--- Begin Quoted text ---
For the purposes of this discussion, let us assume the input floorplan has
a clean site array defined.
Power net objects can take on two basic forms:
1. Default power net object = routing obstruction
2. Placement obstruction
Let us take each of these in turn:
Power Net Routing Obstructions
------------------------------
By default, power nets (PNETs) are treated as routing obstructions and are
factored into routing congestion and net delay calculations. If power nets
are defined in the input PDEF floorplan, these nets will resemble the
following PDEF code:
(PNET VSS
(TYPE GND)
(ROUTE
(LAYER_WIDTH 18 100.00)
( 18 ( 5000.00 8000.00 ) ( 5500.00 * ) )
)
)
Power Net Placement Obstructions
--------------------------------
If your floorplan has pre-routed PNETs that you would like the placement
engine to heed (in addition to the congestion and delay engines), you should
use the following variables:
set physopt_pnet_complete_blockage_layer_names "metal layer names ... "
set physopt_pnet_partial_blockage_layer_names "metal layer names ... "
To find out what metal layers are available, look in the technology section
of your PLIB for "routing_layer" constructs:
/* BEGIN example Rumpelstiltskin.plib */
routing_layer ( "METAL1" ) {
routing_direction : horizontal;
. . .
--- End Quoted text ---
▸ **Work to be completed**:
Reproduce part of the power net text word for word, beginning at the words "Power net objects" and stopping after the words "(LAYER_WIDTH 18 100.00)". The items that follow come from a separate source and are unrelated to the power net text.
--- Begin Data ---
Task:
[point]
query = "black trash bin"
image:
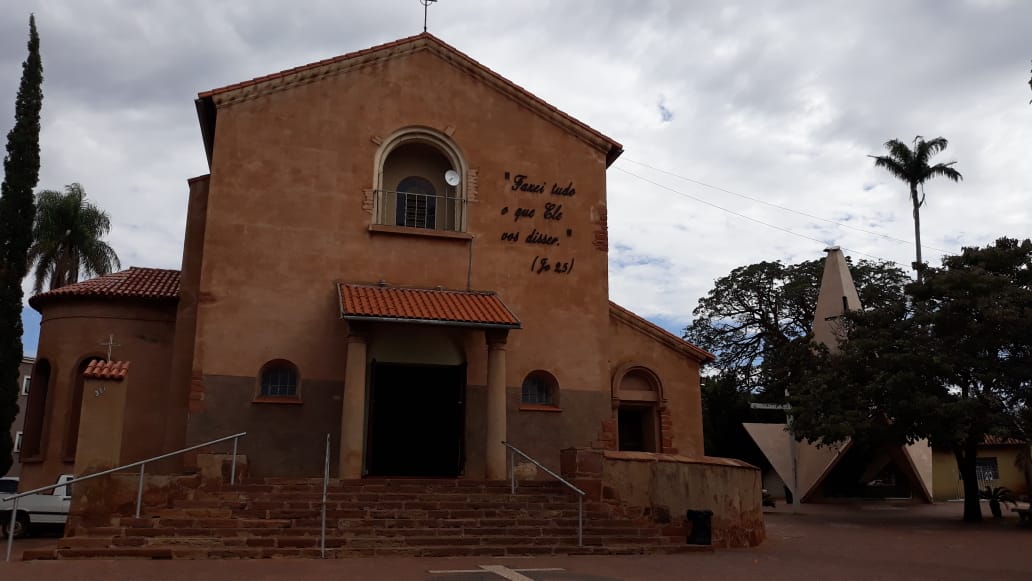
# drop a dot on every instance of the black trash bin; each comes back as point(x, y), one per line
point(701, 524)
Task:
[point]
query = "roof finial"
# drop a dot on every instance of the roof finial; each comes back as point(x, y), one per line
--- End Data ---
▸ **Answer**:
Power net objects can take on two basic forms:
1. Default power net object = routing obstruction
2. Placement obstruction
Let us take each of these in turn:
Power Net Routing Obstructions
------------------------------
By default, power nets (PNETs) are treated as routing obstructions and are
factored into routing congestion and net delay calculations. If power nets
are defined in the input PDEF floorplan, these nets will resemble the
following PDEF code:
(PNET VSS
(TYPE GND)
(ROUTE
(LAYER_WIDTH 18 100.00)